EXERCISE INSTRUCTIONS: Reproduce, unchanged, everything from the start of the rows below down to the line containing "pixel 68 293". Include both ends.

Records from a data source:
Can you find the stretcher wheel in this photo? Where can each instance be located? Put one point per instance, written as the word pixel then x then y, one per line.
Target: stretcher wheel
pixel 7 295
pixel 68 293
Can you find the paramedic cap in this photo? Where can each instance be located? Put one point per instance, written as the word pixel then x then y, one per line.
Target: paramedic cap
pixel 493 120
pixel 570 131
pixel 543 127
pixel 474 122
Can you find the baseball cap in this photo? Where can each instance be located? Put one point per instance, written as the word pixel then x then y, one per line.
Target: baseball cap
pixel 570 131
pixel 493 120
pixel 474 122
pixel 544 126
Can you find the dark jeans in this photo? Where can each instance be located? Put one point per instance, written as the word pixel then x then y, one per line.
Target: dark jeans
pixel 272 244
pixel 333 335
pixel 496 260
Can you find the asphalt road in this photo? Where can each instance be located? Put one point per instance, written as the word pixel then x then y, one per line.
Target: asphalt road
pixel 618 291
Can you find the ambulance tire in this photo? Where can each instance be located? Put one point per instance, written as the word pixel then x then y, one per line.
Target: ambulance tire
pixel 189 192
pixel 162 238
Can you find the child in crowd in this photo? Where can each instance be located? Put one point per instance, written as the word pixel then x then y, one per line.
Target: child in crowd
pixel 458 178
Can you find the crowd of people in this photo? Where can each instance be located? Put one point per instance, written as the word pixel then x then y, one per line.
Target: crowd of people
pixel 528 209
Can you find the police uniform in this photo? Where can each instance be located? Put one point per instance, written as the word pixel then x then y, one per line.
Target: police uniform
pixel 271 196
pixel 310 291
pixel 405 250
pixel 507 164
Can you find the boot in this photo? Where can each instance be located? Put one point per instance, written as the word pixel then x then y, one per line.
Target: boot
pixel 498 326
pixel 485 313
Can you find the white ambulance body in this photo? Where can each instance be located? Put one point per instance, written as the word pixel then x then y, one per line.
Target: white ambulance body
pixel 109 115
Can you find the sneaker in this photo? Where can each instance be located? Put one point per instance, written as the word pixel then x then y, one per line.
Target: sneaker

WORKED SOLUTION:
Can you find the stretcher wheel in this photo? Where can each instance be located? Put one point per instance, written as the word pixel then x then y, one per line.
Target: stretcher wheel
pixel 7 295
pixel 68 293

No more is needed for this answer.